TASK TO COMPLETE — Write each line word for word, from the line that contains "Could you please locate the dark storm" through the last line of the material below.

DATASET EXTRACT —
=== Begin Enclosure ===

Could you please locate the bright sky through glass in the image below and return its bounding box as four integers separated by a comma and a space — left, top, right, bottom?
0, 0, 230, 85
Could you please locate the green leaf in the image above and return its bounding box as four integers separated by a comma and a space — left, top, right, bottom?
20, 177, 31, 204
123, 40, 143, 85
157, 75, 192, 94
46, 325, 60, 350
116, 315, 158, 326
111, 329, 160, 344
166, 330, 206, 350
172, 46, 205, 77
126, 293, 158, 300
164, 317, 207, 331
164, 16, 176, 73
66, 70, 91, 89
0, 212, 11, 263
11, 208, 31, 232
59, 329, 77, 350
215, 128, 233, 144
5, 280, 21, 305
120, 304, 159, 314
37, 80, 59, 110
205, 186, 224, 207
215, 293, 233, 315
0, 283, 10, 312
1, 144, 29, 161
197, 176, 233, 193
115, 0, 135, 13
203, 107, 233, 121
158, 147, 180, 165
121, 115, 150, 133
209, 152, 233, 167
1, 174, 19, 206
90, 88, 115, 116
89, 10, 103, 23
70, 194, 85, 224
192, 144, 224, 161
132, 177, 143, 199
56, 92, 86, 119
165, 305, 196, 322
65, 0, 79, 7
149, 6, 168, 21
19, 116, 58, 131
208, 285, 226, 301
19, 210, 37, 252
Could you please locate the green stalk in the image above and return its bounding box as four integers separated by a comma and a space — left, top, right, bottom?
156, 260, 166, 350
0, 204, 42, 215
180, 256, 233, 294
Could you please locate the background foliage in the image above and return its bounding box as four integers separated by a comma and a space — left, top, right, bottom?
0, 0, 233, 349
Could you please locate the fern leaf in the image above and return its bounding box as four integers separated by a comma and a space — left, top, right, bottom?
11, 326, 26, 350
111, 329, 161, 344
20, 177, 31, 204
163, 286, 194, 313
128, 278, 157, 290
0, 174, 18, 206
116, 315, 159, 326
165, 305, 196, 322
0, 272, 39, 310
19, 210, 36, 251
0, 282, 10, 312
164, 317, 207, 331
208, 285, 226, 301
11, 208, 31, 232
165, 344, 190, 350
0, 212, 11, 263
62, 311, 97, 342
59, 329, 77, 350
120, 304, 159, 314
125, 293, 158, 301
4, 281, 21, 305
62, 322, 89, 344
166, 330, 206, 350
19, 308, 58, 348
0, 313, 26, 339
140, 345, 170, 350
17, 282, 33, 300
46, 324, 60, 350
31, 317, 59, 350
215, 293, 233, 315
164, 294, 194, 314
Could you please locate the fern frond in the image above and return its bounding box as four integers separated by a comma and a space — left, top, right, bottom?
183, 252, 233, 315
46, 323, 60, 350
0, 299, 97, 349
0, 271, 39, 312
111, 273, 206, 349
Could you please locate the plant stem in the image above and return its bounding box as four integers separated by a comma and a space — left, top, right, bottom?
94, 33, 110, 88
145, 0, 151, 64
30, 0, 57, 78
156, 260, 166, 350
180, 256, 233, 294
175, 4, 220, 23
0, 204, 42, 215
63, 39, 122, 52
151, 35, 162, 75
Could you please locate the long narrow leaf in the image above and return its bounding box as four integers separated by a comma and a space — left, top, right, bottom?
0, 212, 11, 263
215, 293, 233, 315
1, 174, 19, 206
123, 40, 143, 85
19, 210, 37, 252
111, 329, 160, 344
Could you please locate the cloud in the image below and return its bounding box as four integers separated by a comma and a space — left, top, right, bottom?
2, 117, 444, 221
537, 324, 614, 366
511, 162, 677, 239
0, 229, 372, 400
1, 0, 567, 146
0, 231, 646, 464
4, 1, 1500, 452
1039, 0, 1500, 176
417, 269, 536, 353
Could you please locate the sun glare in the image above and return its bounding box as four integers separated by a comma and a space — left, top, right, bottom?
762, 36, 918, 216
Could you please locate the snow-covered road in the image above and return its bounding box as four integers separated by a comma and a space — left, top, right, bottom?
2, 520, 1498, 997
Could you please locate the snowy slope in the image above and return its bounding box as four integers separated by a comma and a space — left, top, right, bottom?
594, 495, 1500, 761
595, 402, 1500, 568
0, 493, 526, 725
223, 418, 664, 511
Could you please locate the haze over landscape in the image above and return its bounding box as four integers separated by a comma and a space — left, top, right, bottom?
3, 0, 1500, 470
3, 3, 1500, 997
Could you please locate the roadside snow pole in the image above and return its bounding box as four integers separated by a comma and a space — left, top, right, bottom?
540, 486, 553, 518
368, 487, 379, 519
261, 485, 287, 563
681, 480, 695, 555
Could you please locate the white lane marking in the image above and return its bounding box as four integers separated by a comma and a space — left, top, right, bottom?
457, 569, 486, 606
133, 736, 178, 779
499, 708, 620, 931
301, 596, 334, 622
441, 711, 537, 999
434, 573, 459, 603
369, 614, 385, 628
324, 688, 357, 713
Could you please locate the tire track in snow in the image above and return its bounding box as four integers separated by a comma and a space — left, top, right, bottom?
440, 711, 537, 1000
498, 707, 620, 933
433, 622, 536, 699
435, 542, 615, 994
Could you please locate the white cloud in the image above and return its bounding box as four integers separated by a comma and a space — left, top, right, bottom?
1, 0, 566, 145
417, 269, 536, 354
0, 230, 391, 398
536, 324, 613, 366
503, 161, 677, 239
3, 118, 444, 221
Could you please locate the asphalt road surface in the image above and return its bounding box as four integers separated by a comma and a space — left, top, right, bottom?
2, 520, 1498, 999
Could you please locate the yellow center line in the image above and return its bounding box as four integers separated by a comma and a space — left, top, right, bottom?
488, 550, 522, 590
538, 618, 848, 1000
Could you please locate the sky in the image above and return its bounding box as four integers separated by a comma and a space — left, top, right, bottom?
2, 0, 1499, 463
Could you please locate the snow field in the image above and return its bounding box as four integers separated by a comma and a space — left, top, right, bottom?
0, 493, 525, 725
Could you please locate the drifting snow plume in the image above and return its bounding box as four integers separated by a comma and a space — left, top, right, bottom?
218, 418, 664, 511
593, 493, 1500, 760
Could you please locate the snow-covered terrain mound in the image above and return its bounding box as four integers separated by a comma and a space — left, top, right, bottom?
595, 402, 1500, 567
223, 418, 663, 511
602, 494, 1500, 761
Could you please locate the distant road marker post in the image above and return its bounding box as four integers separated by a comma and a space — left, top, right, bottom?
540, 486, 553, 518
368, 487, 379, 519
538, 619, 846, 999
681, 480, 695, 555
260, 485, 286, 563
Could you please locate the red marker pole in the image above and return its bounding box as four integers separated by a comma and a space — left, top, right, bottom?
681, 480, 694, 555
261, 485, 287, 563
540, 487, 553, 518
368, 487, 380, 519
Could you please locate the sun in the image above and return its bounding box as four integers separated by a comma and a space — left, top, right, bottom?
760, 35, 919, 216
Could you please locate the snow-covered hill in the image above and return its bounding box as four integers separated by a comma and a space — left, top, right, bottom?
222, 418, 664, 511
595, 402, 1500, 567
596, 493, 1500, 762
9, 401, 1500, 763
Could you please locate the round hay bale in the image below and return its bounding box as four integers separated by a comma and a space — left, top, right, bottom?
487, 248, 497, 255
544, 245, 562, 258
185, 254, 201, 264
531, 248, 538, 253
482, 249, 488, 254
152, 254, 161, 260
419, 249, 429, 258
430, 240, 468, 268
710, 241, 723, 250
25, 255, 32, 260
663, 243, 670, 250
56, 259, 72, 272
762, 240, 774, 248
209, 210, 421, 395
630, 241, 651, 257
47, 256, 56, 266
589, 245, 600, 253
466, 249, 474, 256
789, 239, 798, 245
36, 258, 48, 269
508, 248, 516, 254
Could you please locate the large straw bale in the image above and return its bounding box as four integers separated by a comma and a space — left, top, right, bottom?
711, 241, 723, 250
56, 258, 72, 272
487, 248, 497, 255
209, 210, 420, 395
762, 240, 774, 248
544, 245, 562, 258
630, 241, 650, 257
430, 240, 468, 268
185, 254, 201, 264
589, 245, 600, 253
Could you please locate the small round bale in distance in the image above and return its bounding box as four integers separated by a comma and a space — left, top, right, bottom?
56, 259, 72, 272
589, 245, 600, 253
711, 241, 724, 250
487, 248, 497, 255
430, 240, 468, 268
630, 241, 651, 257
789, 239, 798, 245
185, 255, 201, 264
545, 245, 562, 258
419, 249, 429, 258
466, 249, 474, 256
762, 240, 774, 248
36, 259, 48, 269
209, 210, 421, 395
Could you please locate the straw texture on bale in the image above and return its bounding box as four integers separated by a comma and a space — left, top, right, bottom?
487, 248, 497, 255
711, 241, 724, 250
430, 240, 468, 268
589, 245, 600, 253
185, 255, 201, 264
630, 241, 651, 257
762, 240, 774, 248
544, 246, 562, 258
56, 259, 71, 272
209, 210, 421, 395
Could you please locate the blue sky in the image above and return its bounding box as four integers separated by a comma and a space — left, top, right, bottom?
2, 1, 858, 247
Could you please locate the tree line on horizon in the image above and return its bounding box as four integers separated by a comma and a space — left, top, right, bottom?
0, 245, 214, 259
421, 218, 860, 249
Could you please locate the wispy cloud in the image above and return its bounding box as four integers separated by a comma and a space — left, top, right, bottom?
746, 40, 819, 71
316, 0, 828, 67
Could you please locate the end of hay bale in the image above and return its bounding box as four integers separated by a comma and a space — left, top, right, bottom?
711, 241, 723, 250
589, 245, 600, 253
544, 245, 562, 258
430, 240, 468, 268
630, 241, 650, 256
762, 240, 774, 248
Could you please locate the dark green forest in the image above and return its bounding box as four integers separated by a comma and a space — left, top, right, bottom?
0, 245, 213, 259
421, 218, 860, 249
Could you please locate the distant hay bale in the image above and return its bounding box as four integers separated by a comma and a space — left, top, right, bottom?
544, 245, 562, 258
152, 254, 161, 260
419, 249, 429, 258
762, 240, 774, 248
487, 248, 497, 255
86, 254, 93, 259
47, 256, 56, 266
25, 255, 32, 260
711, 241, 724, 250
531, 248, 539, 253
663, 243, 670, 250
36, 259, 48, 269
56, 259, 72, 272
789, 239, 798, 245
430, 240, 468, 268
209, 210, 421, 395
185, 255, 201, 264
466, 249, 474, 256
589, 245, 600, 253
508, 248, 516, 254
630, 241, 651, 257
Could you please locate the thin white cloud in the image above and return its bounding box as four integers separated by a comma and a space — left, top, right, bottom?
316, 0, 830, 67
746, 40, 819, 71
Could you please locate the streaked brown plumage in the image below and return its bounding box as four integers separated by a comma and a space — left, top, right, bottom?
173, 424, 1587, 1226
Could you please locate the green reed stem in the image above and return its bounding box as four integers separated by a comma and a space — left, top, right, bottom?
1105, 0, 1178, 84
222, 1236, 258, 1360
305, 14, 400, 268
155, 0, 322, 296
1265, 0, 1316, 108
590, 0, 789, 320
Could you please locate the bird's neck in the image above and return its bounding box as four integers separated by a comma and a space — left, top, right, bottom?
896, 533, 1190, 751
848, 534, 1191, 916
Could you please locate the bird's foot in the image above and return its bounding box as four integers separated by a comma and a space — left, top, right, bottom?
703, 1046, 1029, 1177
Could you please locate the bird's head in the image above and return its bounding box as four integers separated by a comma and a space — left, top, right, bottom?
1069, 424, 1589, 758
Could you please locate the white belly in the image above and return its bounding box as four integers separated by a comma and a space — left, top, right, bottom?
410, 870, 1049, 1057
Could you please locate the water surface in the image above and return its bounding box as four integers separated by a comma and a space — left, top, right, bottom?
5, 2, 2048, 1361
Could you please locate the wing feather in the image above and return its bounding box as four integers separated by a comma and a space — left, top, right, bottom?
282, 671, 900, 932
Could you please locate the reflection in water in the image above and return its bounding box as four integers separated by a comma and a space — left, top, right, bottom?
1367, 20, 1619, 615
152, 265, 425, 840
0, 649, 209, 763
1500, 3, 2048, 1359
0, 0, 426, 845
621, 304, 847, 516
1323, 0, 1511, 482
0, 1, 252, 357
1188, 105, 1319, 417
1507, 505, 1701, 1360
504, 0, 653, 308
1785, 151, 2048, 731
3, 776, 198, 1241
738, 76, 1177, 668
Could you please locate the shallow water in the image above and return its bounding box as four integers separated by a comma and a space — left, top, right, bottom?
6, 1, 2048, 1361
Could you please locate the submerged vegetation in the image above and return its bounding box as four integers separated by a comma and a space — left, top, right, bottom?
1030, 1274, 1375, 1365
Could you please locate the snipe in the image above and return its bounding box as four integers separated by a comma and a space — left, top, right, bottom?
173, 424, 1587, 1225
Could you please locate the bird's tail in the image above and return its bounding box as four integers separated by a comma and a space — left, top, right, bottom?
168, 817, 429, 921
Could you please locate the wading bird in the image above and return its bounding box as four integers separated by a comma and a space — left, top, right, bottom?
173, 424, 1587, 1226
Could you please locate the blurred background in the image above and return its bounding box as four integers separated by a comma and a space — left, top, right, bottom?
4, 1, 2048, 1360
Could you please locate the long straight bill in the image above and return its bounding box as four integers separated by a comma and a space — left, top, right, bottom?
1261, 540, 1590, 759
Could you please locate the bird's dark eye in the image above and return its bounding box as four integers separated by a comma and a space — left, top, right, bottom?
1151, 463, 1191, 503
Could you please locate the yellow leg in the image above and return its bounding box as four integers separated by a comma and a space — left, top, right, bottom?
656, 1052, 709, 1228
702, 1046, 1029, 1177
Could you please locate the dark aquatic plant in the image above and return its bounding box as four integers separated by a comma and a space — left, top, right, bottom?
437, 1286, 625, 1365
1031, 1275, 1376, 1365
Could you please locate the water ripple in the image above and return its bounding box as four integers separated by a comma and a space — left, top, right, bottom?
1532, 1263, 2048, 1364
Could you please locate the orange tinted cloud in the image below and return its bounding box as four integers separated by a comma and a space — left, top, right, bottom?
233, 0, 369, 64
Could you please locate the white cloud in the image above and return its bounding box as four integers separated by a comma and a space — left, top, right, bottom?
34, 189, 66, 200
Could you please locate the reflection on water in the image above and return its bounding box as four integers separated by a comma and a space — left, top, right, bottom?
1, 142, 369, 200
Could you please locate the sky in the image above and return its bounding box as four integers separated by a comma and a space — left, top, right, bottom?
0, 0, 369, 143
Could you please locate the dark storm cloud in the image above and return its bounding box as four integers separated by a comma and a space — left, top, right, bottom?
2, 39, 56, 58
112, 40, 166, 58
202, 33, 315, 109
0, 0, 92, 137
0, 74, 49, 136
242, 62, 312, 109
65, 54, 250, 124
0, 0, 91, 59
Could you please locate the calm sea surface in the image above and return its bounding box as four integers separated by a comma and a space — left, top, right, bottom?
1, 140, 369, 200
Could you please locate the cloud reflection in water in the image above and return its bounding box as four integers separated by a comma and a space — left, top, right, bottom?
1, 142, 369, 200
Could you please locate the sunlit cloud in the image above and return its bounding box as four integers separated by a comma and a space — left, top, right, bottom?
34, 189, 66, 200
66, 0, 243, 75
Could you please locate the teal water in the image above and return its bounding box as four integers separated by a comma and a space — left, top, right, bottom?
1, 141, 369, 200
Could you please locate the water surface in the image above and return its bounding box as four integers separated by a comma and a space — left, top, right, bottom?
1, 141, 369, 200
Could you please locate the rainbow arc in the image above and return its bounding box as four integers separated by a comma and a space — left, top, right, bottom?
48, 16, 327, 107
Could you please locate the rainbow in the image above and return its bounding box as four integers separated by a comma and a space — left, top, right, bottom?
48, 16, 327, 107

=== End Enclosure ===

EXPECTED OUTPUT —
Could you please locate the dark storm cloud in the image above and return its bounding box as four integers separated by a comma and a space — left, top, right, bottom?
2, 39, 56, 58
112, 40, 166, 58
202, 33, 315, 109
0, 0, 92, 137
0, 74, 49, 136
242, 62, 312, 109
65, 54, 250, 124
0, 0, 91, 59
Could you please locate the calm sea surface in the image above and return its bounding box as four integers separated by a comma and a space — left, top, right, bottom?
1, 140, 369, 200
Could you please locate the cloud reflection in water in the image above and return its bounding box as four integers separated by a comma and a space — left, top, right, bottom?
1, 142, 369, 200
Could you please locate the sunlit cloud in the image above and return its bounding box as four integers separated by a comma and a space — left, top, right, bottom?
34, 189, 66, 200
66, 0, 243, 75
Could you please locate the teal water in the image above and return its bounding box as four integers separated by a comma and a space — left, top, right, bottom?
1, 141, 369, 200
Could you please locate the water surface in the image above and return its bounding box as four integers separated by a comma and a space — left, top, right, bottom?
1, 141, 369, 200
Could you please locate the rainbow arc in the image above and return its bounding box as four integers separated by a comma and a space — left, top, right, bottom?
48, 16, 327, 107
Could you please locate the rainbow in the image above and return its bounding box as four integers separated by a comma and a space — left, top, right, bottom?
48, 16, 327, 107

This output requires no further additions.